Friday, October 1, 2010

The gift of PTSD

Today I was sitting outside the shop observing a squirrel raiding a garbage can.  While I watched him dart in and out in a hyper alert frenzy something occurred to me.  That squirrel has  PTSD.  I have seen the afflicted move just like that in a hyper alert situation.  The little rodent seemed to be aware of every little rustling leaf or even hint of movement.  He never let his guard down until he had thoroughly searched the entire trash can.  Then he scurried off and disappeared into the treeline.  I have been there and done that.  But when it was over I got to smoke a cigarette and relax, this little squirrel never had that opportunity.  That got me thinking!  Are we supposed to develop PTSD as an awareness tool for survival?  Most wild animals move and act just like this.  It is not until they become domesticated like the sheep or cow that they lose this hyper alertness.  Is it that war and traumatic events are so primeval that they awaken a survival trait that we as a domesticated society no longer have a use for and look at as a disease?    It makes me wonder if our ancestors had this ability and awareness of everything that surrounds them.  It also makes me wonder at what point in human history did we unlearn a survival skill that has managed to keep our people safe for thousands of years.  What other gifts were we born with that we discarded so long ago that we can no longer recognize them for the superhuman gifts that they truly are.  If you are the fortunate recipient of this gift learn to embrace it, listen to what it has for you and take pride in the fact that you have re-learned a skill that mankind decided to live without.  Don't let anyone tell you that you have a disease or a disorder, it cannot be treated only repressed.  Learn to use your gift not repress it, it just might save your life if it hasn't already.


  1. Never thought of it s a "gift", but it has saved my life and kept me out of prison on more than one occasion. Mine came from a "less than optimal" childhood that caused me to develop what most people think is a hyper sense of vigilance.

◆ **EXERCISE GOAL**: Decide whether each statement agrees with the post about PTSD, answering yes or no and quoting the words of the post that settle it: (a) The squirrel relaxed its guard before it had finished searching the trash can. (b) The post says domesticated animals such as sheep or cows lose their hyper alertness. (c) The writer says PTSD can be treated. The items that follow have no connection to the post about PTSD.

◆ **EXCERPTED RECORDS**:
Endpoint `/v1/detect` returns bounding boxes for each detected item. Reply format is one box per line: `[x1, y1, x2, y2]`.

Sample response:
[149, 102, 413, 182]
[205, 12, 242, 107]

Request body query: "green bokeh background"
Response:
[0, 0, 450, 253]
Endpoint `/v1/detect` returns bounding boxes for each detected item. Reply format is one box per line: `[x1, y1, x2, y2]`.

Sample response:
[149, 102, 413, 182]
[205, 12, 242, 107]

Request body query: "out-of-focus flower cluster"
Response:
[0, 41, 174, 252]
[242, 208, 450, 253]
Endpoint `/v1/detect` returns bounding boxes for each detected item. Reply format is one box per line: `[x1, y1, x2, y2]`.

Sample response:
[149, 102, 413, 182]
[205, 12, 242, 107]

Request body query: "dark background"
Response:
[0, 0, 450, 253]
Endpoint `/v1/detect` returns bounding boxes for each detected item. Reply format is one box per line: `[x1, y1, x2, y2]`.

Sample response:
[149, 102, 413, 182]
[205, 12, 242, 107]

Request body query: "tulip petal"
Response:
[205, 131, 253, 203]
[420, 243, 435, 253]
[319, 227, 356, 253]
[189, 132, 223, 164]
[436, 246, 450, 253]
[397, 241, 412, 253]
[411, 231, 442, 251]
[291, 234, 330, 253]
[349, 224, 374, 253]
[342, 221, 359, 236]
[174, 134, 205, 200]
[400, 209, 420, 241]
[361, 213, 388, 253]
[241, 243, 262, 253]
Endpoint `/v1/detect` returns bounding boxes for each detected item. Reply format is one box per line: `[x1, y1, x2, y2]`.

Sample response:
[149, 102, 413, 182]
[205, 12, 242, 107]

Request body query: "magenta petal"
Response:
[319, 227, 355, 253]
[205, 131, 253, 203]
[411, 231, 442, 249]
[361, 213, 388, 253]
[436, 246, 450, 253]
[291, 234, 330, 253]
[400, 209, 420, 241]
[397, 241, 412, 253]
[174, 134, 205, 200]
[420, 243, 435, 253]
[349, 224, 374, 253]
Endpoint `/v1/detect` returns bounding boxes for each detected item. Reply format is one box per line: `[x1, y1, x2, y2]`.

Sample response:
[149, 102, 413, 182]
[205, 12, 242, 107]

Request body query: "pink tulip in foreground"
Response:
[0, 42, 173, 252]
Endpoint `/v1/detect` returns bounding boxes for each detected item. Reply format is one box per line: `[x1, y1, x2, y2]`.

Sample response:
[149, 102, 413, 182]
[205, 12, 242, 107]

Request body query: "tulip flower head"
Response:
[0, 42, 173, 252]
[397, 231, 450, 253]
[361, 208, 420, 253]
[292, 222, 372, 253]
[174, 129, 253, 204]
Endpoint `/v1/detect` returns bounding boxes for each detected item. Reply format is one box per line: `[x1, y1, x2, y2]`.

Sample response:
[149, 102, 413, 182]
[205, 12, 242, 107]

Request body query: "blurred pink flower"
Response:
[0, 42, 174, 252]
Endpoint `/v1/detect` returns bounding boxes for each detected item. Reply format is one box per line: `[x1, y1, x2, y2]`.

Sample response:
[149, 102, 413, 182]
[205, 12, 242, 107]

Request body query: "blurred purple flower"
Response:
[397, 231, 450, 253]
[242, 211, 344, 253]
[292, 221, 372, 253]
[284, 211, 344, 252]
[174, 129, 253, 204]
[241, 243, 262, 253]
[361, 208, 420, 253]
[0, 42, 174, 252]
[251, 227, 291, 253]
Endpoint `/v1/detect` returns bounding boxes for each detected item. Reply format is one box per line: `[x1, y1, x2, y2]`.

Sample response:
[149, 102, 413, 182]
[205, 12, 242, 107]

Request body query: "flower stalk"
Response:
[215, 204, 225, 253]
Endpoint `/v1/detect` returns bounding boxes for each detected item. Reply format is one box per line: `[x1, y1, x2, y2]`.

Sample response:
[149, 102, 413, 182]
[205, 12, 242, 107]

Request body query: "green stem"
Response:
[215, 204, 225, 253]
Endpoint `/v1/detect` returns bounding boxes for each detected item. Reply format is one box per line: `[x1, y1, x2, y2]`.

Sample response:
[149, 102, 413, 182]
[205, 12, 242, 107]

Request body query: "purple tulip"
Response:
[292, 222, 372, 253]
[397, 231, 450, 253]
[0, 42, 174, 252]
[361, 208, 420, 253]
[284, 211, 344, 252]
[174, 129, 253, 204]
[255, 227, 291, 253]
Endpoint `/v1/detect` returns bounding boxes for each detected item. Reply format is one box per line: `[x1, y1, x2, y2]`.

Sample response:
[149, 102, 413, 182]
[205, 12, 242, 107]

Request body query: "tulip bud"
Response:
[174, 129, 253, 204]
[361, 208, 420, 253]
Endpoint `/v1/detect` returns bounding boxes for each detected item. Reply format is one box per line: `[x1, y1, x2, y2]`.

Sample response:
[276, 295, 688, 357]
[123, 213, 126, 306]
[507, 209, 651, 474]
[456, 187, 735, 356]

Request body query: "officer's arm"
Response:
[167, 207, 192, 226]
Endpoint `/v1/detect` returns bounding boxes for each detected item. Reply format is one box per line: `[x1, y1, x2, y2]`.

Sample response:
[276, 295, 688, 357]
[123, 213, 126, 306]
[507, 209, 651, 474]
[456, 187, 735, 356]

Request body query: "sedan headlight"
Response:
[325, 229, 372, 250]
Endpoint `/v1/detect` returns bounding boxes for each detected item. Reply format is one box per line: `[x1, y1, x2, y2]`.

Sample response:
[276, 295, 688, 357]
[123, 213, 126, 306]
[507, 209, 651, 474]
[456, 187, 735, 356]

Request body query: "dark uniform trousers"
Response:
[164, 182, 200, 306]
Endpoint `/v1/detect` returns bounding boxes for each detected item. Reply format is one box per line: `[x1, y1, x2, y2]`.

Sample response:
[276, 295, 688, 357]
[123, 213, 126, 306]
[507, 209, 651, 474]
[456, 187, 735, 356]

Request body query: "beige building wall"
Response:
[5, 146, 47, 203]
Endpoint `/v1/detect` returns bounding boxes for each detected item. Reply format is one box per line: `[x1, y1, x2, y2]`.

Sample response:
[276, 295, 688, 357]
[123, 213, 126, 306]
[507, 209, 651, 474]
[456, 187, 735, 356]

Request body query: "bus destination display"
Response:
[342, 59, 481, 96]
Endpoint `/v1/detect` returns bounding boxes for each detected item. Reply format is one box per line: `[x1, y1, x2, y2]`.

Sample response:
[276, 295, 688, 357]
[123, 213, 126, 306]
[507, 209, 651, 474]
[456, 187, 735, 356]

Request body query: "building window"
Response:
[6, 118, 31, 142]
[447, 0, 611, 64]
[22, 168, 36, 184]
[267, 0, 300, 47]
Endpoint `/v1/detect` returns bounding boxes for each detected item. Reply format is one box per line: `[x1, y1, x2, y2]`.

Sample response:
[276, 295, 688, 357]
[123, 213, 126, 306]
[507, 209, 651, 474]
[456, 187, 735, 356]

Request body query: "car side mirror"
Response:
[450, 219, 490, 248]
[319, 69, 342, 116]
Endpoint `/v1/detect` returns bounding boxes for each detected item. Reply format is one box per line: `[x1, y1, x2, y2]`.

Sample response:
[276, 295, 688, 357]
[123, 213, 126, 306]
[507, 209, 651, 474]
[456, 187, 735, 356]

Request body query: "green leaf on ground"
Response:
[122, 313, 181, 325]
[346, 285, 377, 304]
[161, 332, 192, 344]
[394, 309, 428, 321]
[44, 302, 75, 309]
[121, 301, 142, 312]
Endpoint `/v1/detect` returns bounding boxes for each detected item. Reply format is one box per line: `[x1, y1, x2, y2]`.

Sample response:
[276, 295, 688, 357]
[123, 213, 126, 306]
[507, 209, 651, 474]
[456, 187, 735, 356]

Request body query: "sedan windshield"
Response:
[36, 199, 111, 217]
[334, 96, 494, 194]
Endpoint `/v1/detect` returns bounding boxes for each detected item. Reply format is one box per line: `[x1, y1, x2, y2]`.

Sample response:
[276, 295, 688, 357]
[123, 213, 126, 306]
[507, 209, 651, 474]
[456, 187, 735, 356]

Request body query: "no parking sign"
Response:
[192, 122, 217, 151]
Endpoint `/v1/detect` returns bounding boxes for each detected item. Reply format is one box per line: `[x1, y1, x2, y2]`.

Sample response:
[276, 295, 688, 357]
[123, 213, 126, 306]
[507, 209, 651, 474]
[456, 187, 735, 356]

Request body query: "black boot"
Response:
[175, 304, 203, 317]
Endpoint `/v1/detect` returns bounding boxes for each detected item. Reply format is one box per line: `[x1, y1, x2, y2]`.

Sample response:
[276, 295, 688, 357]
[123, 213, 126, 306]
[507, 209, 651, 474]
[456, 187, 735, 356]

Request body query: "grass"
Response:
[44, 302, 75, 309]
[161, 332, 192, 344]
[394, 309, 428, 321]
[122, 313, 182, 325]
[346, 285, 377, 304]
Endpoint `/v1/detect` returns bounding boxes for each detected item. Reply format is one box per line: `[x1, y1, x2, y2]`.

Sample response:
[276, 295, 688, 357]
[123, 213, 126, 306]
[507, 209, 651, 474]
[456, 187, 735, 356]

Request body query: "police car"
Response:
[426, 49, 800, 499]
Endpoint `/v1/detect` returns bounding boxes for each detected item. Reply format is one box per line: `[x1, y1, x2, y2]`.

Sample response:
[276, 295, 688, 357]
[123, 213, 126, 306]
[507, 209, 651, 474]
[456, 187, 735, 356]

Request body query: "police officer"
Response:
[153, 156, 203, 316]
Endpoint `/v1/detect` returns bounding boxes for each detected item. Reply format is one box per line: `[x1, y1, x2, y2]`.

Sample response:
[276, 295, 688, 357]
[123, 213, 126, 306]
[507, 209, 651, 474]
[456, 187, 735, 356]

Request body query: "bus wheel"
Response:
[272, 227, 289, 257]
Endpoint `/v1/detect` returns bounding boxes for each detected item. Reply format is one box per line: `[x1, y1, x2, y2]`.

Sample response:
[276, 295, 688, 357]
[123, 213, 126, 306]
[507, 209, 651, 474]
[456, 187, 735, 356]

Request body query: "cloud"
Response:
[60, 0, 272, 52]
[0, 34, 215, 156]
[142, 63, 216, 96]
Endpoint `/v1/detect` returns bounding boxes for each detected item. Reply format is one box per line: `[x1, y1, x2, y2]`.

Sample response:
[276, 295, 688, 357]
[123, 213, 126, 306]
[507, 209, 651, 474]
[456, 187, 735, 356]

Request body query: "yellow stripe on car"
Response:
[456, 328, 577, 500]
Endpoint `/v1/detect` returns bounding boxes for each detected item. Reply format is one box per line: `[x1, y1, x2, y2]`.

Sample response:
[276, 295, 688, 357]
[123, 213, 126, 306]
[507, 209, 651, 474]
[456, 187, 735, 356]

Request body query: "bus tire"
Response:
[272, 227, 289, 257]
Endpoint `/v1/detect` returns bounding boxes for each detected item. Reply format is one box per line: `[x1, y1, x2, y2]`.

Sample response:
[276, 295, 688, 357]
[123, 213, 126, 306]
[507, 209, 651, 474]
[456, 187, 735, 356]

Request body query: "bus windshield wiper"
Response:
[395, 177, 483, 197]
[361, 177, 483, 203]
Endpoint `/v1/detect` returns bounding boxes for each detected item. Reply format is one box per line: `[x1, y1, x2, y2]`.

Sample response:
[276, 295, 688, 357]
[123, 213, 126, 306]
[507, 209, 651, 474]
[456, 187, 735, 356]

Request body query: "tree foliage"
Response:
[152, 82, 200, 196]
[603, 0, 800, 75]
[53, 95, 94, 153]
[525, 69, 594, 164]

◆ **EXERCISE RESULT**:
(a) No: "He never let his guard down until he had thoroughly searched the entire trash can."
(b) Yes: "It is not until they become domesticated like the sheep or cow that they lose this hyper alertness."
(c) No: "it cannot be treated only repressed."